:: What you need to do ::
Give the data again in its entirety, exactly as provided.

(Beginning of Data)

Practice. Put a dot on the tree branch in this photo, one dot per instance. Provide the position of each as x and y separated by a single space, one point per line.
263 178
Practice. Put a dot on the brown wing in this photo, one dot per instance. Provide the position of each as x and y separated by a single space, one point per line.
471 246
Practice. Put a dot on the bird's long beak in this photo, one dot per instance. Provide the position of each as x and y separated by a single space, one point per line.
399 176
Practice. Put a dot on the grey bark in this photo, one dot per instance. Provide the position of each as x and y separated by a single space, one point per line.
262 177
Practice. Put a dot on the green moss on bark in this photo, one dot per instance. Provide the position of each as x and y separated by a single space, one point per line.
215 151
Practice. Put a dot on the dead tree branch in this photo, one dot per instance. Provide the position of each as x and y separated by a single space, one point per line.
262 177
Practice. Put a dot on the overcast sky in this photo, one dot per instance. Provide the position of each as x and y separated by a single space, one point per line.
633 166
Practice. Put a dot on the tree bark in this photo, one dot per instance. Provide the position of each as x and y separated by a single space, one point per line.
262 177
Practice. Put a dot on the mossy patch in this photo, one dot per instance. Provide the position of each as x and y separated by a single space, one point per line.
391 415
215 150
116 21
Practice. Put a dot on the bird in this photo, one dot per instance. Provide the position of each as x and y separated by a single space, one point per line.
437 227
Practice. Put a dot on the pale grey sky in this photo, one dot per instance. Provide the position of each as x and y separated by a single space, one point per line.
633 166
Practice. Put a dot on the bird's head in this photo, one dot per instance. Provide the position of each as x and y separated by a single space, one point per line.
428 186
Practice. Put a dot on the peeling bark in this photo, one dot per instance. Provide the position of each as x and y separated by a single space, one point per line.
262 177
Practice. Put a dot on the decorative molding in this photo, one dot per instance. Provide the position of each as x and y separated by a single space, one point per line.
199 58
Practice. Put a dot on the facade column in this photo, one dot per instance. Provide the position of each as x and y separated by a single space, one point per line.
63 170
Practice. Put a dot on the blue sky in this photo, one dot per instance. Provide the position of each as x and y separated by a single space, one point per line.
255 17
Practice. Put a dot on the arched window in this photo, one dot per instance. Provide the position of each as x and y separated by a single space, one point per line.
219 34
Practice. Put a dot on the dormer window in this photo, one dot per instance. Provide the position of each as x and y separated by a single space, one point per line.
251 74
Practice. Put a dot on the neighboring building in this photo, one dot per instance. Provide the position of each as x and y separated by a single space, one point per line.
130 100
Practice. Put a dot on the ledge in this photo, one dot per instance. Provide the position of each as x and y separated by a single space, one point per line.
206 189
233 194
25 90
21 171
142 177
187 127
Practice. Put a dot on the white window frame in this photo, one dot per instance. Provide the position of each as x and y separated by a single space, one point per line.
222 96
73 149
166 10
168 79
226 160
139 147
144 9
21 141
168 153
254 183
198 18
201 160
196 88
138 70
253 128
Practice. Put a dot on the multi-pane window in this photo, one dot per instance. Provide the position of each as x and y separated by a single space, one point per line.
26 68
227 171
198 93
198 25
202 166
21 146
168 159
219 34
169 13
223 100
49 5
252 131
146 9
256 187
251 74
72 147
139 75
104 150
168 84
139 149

(End of Data)

:: Task output ::
Practice. Put a dot on the tree branch in this photo, one dot per instance. Provide the position of each as x and y separated by a single space, one point per line.
263 178
Practice. Put a dot on the brown wing in this photo, one dot per instance. Provide the position of each as x and y separated by a single space, one point per line.
471 246
Practice. Put a dot on the bird's long beak in this photo, one dot per instance. Provide the position of each as x and y separated by a single space, one point per line.
399 176
Practice. Put a dot on the grey bark in this photo, one dot per instance. Provide the position of each as x and y separated by a single space, one point per line.
262 177
Practice. Put a dot on the green moss on bark in this photo, one dot per instance. Provide the position of each as x and y separated by a single space, one point per line.
215 151
Practice. Put a dot on the dead tree branch in this photo, one dot per instance. Provide the position of each as x and y separated by a single space, one point per line.
262 177
Practice. Put a dot on the overcast sky in this photo, one dot per instance. Provide the position of each as x and y separated by a single space, one point per line.
633 166
Practice. Put a dot on the tree bark in this photo, one dot per instance. Provide the position of each as x and y separated by a single space, one point per line.
262 177
Practice. Put a dot on the mossy patch in this photo, one dot per instance. Provide the position of each as x and y separated by a single space, one point per line.
391 415
215 150
116 21
Practice. Put a dot on the bird in this photo, one dot per instance. Provide the position of each as x and y separated by a single space, one point per line.
437 227
Practice. Put a dot on the pale grey sky in this photo, one dot per instance. Provide the position of each as x and y separated by a single space, one point per line.
633 166
Practice. Put a dot on the bird's head in this photo, one dot per instance. Provide the position of each as x and y separated by a single space, one point per line.
428 186
Practice. Put a dot on the peeling bark in this photo, one dot per instance. Provide the position of each as x and y separated by a single space, one point per line.
262 177
Practice. Put a dot on the decorative molding in this photo, one dot per instance. Provide the position of each as x and y separated by a single space, one point per line.
199 58
Practice. Put a dot on the facade column in this photo, one dot per instance. Provide the position of each as x and y separated by a single space, one point per line.
63 170
Practice. Put a dot on the blue sky in this photo, one dot per instance. Provide the position of each as x and y separated by a single space, one point per line.
255 17
Practice. Put a dot on the arched window in this photo, one dot per instance. Provide the position of each as x and y separated by a single space, one point per line.
219 34
Practice. Put a dot on the dormer window in this photo, one dot per instance. Provide the position of each as x and y separated by a single space, one point per line.
251 74
Practice. Put a dot on the neighboring building in this photo, one dot per instance. Provide the position of each as x and y separated by a single space, one point per line.
130 100
Practice. Put a dot on the ledge in this photo, one dot per instance. Provide the position of each as x and y separated by a single space, one point per line.
206 189
233 194
25 90
21 171
142 177
187 127
Practice. Put a dot on the white window frame in this photo, one dot per instance. Provide the position of each as x and y separated by a single space, one point per line.
222 96
73 149
166 10
168 79
226 160
139 147
144 9
21 141
168 153
254 183
198 18
201 160
196 88
138 70
253 128
Practice. Put a dot on the multi-pane window in this photo, one dot per instance. Provide the position of each as x and y separated by a single space, one point per line.
26 68
227 171
198 93
198 25
202 166
21 146
168 159
219 34
169 13
223 100
49 5
252 131
146 9
256 187
251 74
72 147
139 75
104 150
168 84
139 149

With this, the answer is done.